== ESTRATTO DEL DOCUMENTO ==
Quello che facciamo alla Lear è un lavoro duro, sedili per auto da sempre ed oggi specializzati sull’Alta gamma, sulle vetture di lusso, come le note vicende della storia di quella che oggi è Stellantis hanno imposto. Un lavoro che ti usura, la selleria storicamente è attività che produce tutta una serie di malattie che interessano gli arti superiori: tendiniti, Tunnel Carpale, Epicondiniti, solo per citare le più comuni e che né la tecnologia, né l’industria 4.0, né alcun sistema di valutazione del rischio o di calcolo dello sforzo hanno efficacemente contrastato.

Nel processo produttivo che caratterizza la selleria, soprattutto quella dell’alta gamma, ad un certo punto la differenza la fa il fattore umano. Non c’è esoscheletro o attrezzatura che tenga, quando “selli” devi tirare la pelle in un certo modo, con una certa forza, riscaldando la pelle quel tanto che serve, né di più né di meno e devi avere la sensibilità di capire e quantificare “ad occhio” quanto e come scaldare, tirare, sagomare, spingere ecc. e tutto ciò deve stare dentro un tempo, perché la linea viaggia a tac ed il tac è sempre uguale, la pelle no, l’allestimento della vettura neanche, a volte il sedile è più complesso, le condizioni psicofisiche con cui vai a lavoro non sono sempre le stesse.

Per fare un paragone non è che ad un centometrista si chiede di correre ogni giorno il suo primato personale, noi invece abbiamo una produzione e si esige tutti i giorni. L’azione sindacale nel corso degli anni ha cercato di migliorare la condizione del lavoro denunciando le situazioni più deleterie, contrattando la prestazione, e richiedendo all’azienda investimenti per cercare soluzioni tecniche per diminuire lo sforzo fisico.

Un percorso difficile soprattutto se si pensa alle serie di ristrutturazioni che abbiamo attraversato, a cosa è significato per Torino, e quindi anche per la Lear “gestire” negli ultimi 15 anni il decremento del 90% delle vetture prodotte. È stata un’eterna lotta tra minimizzare l’impatto della destrutturazione sui lavoratori e l’azienda che in questa dinamica agiva il ricatto del “c’è la crisi e quindi bisogna migliorare gli indicatori, primo fra tutti l’efficienza”.

== RIGHE FORNITE ==
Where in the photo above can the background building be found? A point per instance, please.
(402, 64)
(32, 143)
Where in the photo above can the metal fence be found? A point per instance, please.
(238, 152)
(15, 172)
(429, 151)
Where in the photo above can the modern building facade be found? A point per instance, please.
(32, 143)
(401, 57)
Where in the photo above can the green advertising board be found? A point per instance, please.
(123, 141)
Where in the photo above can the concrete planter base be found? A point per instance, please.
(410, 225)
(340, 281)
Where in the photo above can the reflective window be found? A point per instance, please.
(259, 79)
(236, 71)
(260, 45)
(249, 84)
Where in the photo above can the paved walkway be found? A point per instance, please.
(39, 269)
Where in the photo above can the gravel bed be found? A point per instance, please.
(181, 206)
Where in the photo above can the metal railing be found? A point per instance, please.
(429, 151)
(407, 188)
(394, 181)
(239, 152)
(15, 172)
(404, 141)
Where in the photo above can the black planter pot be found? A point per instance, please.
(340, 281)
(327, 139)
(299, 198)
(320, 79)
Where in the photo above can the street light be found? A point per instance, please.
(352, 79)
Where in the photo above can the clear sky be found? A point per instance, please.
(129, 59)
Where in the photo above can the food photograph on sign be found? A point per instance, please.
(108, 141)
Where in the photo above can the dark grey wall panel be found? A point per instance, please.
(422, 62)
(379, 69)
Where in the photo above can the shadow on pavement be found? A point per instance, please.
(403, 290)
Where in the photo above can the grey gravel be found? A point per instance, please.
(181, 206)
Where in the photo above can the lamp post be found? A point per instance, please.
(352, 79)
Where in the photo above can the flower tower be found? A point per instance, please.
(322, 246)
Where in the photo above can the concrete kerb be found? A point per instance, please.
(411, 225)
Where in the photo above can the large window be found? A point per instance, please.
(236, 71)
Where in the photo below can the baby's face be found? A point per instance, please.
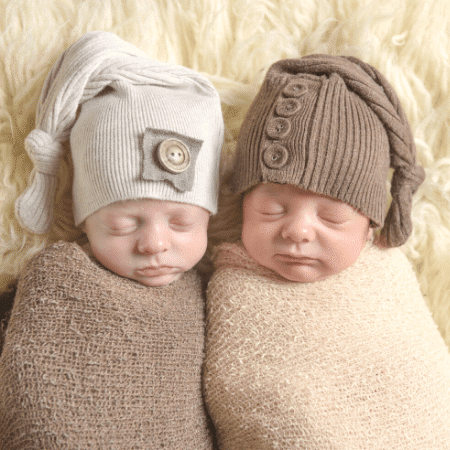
(301, 235)
(150, 241)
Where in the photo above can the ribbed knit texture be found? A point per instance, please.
(332, 125)
(352, 362)
(95, 361)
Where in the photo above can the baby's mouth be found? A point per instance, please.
(155, 271)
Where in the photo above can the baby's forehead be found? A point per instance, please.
(285, 191)
(150, 205)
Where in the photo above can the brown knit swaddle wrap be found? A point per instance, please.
(93, 360)
(351, 362)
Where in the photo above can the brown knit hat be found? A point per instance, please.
(332, 125)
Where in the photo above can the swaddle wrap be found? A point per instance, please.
(96, 361)
(351, 362)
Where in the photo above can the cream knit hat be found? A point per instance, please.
(332, 125)
(138, 128)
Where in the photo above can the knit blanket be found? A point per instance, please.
(96, 361)
(351, 362)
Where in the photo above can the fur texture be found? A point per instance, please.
(233, 42)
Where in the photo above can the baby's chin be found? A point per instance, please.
(158, 280)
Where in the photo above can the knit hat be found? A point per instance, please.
(138, 128)
(332, 125)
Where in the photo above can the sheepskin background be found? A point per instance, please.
(233, 42)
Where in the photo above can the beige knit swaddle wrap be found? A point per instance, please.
(96, 361)
(351, 362)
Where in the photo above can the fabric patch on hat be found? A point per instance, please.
(170, 156)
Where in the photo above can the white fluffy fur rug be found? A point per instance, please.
(233, 42)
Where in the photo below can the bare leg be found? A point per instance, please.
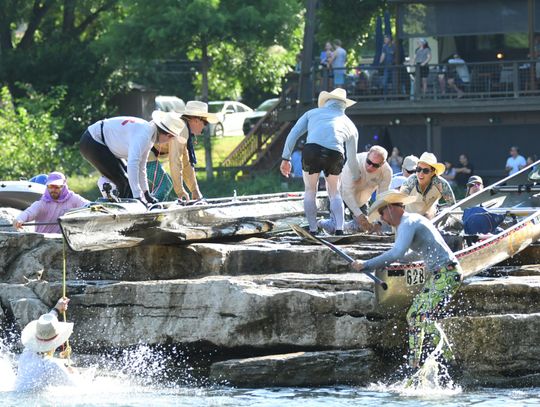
(336, 202)
(311, 182)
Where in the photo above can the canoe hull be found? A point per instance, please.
(177, 224)
(515, 195)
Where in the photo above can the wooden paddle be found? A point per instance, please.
(300, 231)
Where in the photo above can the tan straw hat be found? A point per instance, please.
(169, 122)
(387, 198)
(431, 160)
(46, 333)
(338, 94)
(199, 109)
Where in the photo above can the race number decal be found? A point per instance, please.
(415, 276)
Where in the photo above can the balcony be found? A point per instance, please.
(446, 86)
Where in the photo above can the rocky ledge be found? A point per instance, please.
(296, 307)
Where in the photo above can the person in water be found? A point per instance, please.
(37, 366)
(55, 201)
(417, 234)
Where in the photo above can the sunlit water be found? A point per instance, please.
(141, 379)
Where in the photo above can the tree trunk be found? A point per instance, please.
(205, 64)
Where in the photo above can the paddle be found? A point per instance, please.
(305, 234)
(6, 225)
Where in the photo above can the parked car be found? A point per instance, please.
(170, 104)
(231, 117)
(259, 112)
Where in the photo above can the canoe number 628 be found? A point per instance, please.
(415, 276)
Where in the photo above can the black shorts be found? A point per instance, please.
(316, 158)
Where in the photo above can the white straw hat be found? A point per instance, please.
(431, 160)
(387, 198)
(199, 109)
(46, 333)
(338, 94)
(169, 122)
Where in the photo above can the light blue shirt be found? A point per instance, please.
(417, 234)
(326, 126)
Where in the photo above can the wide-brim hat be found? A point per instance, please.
(200, 109)
(56, 178)
(46, 333)
(338, 94)
(387, 198)
(169, 122)
(431, 160)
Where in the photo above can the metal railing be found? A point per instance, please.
(499, 79)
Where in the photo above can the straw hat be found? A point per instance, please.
(386, 198)
(56, 178)
(46, 333)
(431, 160)
(474, 179)
(169, 122)
(338, 94)
(199, 109)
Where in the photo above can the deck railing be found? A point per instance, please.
(500, 79)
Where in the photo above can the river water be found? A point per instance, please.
(142, 379)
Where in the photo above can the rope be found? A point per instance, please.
(66, 352)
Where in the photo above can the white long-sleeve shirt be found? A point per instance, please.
(130, 138)
(357, 193)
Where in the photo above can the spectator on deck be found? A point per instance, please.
(515, 162)
(474, 185)
(463, 171)
(55, 201)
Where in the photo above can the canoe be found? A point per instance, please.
(19, 194)
(106, 225)
(517, 197)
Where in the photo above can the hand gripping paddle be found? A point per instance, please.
(306, 235)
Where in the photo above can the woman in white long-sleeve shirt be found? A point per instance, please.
(105, 144)
(328, 129)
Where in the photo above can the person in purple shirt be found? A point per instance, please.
(55, 201)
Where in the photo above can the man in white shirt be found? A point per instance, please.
(515, 162)
(105, 144)
(375, 174)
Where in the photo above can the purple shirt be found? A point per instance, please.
(48, 210)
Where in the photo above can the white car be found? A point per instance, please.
(231, 116)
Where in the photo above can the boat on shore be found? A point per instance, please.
(108, 225)
(517, 197)
(20, 194)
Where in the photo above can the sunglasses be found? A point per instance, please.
(424, 170)
(374, 165)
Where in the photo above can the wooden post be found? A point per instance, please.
(306, 73)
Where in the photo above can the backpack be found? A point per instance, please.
(480, 220)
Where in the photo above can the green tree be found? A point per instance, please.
(29, 137)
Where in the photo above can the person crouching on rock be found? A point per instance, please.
(105, 144)
(328, 129)
(37, 366)
(417, 234)
(55, 202)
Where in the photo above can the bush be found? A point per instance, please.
(29, 137)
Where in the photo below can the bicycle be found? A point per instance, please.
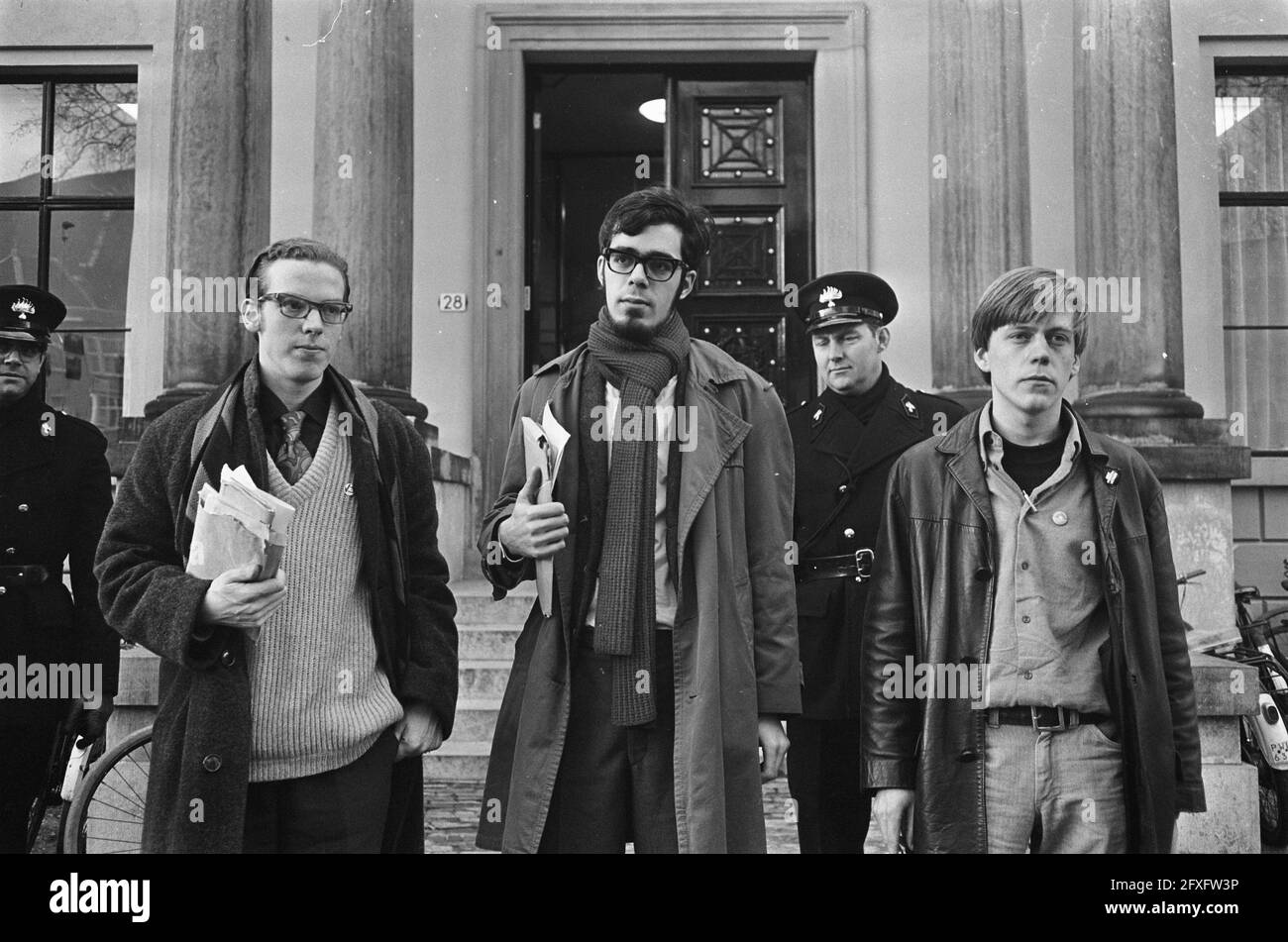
(1263, 740)
(106, 812)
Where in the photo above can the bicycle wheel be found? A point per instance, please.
(1271, 792)
(106, 813)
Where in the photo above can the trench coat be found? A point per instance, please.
(201, 740)
(932, 600)
(734, 639)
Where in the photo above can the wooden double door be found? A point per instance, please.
(735, 139)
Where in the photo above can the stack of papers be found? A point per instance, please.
(239, 524)
(542, 448)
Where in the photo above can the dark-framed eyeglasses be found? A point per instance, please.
(658, 267)
(297, 308)
(27, 352)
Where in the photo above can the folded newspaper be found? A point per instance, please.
(542, 448)
(239, 524)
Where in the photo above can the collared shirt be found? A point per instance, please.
(316, 408)
(1048, 610)
(664, 431)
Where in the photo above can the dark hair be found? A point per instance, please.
(1021, 296)
(299, 249)
(635, 211)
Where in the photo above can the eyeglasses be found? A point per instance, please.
(658, 267)
(296, 306)
(27, 352)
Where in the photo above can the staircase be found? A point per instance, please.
(487, 632)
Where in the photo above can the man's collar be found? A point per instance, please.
(991, 442)
(271, 408)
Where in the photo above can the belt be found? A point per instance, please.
(16, 576)
(1043, 718)
(857, 565)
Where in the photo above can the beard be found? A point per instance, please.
(638, 331)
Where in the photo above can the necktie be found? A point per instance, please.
(292, 457)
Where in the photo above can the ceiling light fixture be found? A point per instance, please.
(655, 110)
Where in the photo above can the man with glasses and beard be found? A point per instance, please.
(288, 704)
(54, 493)
(647, 706)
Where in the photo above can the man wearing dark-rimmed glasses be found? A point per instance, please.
(647, 706)
(288, 703)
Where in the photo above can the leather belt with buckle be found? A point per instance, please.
(857, 565)
(13, 576)
(1043, 718)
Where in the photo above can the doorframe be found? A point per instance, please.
(509, 35)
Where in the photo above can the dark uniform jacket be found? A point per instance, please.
(55, 490)
(841, 471)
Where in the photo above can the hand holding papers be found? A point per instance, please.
(542, 450)
(239, 524)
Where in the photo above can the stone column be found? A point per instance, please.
(219, 187)
(1126, 210)
(979, 188)
(362, 194)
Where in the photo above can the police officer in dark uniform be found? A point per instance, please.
(54, 495)
(845, 442)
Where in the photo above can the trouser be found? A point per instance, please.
(614, 784)
(825, 782)
(25, 752)
(342, 811)
(1057, 791)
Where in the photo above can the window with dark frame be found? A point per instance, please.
(67, 156)
(1250, 126)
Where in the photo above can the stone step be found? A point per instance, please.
(487, 641)
(476, 721)
(464, 761)
(483, 680)
(475, 603)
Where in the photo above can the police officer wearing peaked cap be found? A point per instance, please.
(54, 495)
(845, 442)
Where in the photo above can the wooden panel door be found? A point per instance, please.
(743, 150)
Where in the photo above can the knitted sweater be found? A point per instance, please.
(318, 700)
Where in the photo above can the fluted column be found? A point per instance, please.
(1127, 218)
(219, 187)
(979, 188)
(362, 202)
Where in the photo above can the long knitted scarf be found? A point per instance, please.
(231, 433)
(625, 611)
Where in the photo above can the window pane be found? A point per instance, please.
(1249, 132)
(89, 263)
(1254, 263)
(94, 133)
(1253, 383)
(85, 377)
(20, 232)
(20, 141)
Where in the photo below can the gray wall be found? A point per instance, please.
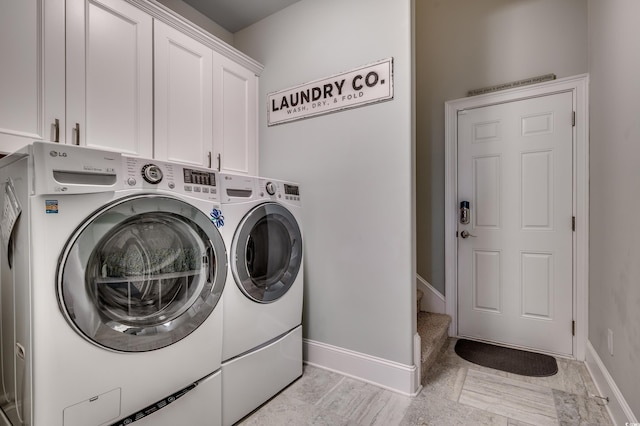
(355, 168)
(614, 264)
(470, 44)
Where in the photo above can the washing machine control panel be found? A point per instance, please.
(140, 173)
(152, 173)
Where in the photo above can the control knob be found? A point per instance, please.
(152, 173)
(271, 188)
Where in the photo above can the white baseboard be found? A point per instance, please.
(432, 300)
(400, 378)
(617, 406)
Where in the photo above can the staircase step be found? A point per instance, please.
(434, 331)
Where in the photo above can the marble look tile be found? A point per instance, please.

== CONSEGNA 1 ==
Ricopia dal testo sul lavoro alla Lear il passo che si apre con le parole contenenti "Nel processo produttivo" e si chiude con "sempre le stesse.".
== CONSEGNA 2 ==
Come prosegue il testo sul lavoro alla Lear dopo l'ultima frase? Scrivine il seguito.

== RISPOSTA ATTESA 1 ==
Nel processo produttivo che caratterizza la selleria, soprattutto quella dell’alta gamma, ad un certo punto la differenza la fa il fattore umano. Non c’è esoscheletro o attrezzatura che tenga, quando “selli” devi tirare la pelle in un certo modo, con una certa forza, riscaldando la pelle quel tanto che serve, né di più né di meno e devi avere la sensibilità di capire e quantificare “ad occhio” quanto e come scaldare, tirare, sagomare, spingere ecc. e tutto ciò deve stare dentro un tempo, perché la linea viaggia a tac ed il tac è sempre uguale, la pelle no, l’allestimento della vettura neanche, a volte il sedile è più complesso, le condizioni psicofisiche con cui vai a lavoro non sono sempre le stesse.

== RISPOSTA ATTESA 2 ==
Anni difficili alla Lear aspettando l’illusione della piena occupazione. Ed è per resistere, per qualche giorno di lavoro in più che molti lavoratori si sono ingegnati per qualche GIRAVOLTA in più, chiedendo a se stessi di tanto in tanto qualche acrobazia per barcamenarsi nel delirio del marchionismo e del post marchionismo. Ciò purtroppo non è bastato, ricordo gli occhi dei miei Compagni quando si è diffusa in officina la notizia che il sedile della 500 elettrica non l’avremmo prodotto noi, lo smarrimento e l’amarezza, qualcuno sussurrava: “a che ci serve essere così bravi? Saper fare così bene questo lavoro?”.

Massima solidarietà per i lavoratori della Martur, ma resta un certo amaro da masticare quando prendi coscienza, sulla tua pelle, che in questo Paese non conta cosa sai fare e come lo sai fare, ma che tu abbia qualche diritto in meno ed un salario inferiore. Oggi ci confrontiamo con l’incognita Stellantis, non abbiamo ancora visto cambiamenti clamorosi, il processo, i layout, le lavorazioni restano le medesime, ma c’è uno stallo surreale nella discussione con l’azienda, dei silenzi disarmanti, un’incertezza totale su ogni aspetto. C’è però una cosa, un improvviso mutamento di opinione o di programma, appunto la GIRAVOLTA.

L’attenzione, il focus non è più l’eccellenza del prodotto, non è più l’aggressione al mercato premium il mantra. L’AD Tavares ha fissato come primo e unico punto all’ordine del giorno l’aggressione ai costi di produzione, più che essere eccellente il prodotto deve costare meno. Questo è il nuovo mantra, la giravolta, l’ennesimo abbaglio, l’ennesima illusione che ci farà perseverare nel processo di destrutturazione dell’automotive in Italia e a cascata peggiorerà la condizione di lavoro di quel poco che resterà.